| WHAT YOU WILL DO |
Write out every line of the listing below word for word, omitting the pictures.

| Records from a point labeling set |
==*==
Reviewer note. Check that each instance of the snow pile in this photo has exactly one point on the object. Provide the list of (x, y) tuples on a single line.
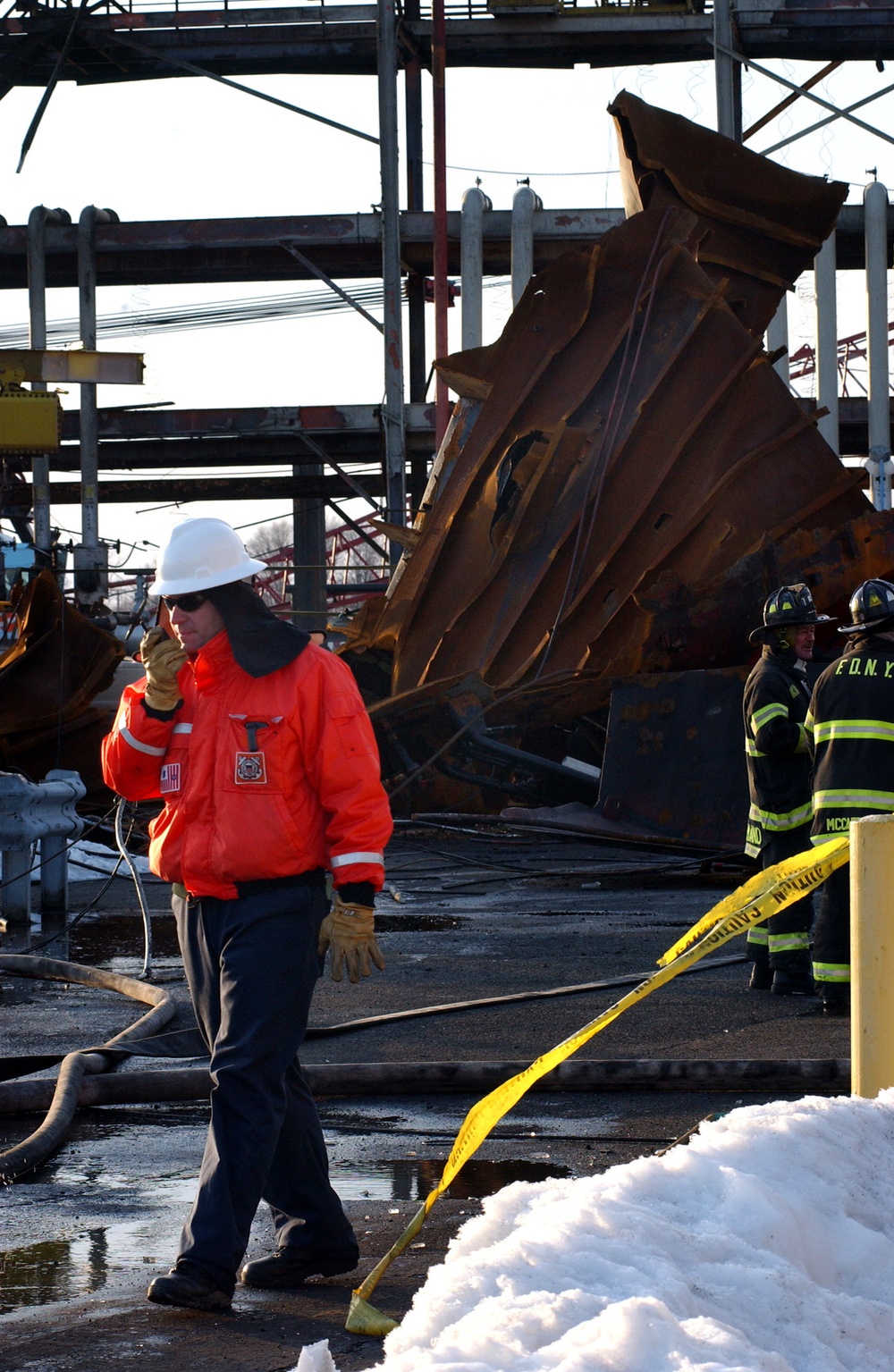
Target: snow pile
[(766, 1245)]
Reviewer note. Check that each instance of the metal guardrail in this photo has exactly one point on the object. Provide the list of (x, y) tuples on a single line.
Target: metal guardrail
[(38, 812)]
==*==
| THE OUTPUT |
Reviewer note. Check that each instance of the snow pile in this photo has exactly one point on the object. Provide the list of (x, y) tuples on a single line.
Target: snow pile
[(766, 1245)]
Reviewer note. Check that each instance of the metal guardrail in this photo has exactly one point on the object. Provide the list of (x, y) tuples on a single line.
Target: metal guardrail
[(38, 812)]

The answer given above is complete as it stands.